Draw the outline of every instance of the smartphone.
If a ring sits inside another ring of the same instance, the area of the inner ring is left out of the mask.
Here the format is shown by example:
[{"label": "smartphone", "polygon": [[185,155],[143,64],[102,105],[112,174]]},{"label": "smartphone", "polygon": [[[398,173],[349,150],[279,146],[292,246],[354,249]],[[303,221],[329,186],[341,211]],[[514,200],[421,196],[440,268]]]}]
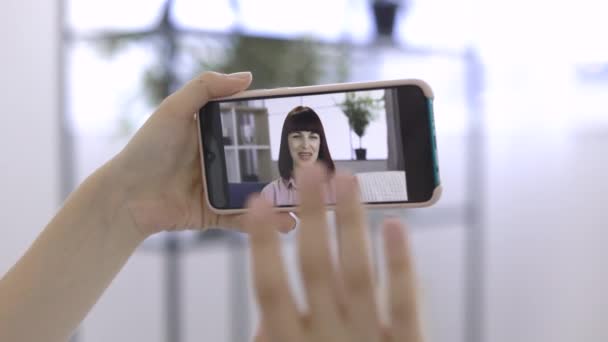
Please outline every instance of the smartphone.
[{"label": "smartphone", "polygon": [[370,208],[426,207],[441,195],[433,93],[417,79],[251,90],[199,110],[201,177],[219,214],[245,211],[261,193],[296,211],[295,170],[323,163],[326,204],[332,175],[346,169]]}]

_ _ _

Reproduce the listing above with "instance" swapped for "object" everywhere it appears and nothing else changed, omitting the pictures.

• [OUTPUT FOR THIS TASK]:
Draw the outline of every object of the smartphone.
If a ring sits inside another ring of the same object, the area of the inner ring is left out of the mask.
Here the format is shown by example:
[{"label": "smartphone", "polygon": [[185,155],[143,64],[102,105],[112,174]]},{"label": "smartphone", "polygon": [[[398,173],[349,150],[279,146],[292,246],[354,249]],[[303,221],[329,186],[341,211]],[[514,200],[421,196],[440,268]]]}]
Please outline every object of the smartphone.
[{"label": "smartphone", "polygon": [[370,208],[426,207],[441,195],[433,93],[417,79],[251,90],[199,110],[201,177],[219,214],[245,211],[261,193],[296,211],[295,170],[323,163],[326,204],[332,175],[346,169]]}]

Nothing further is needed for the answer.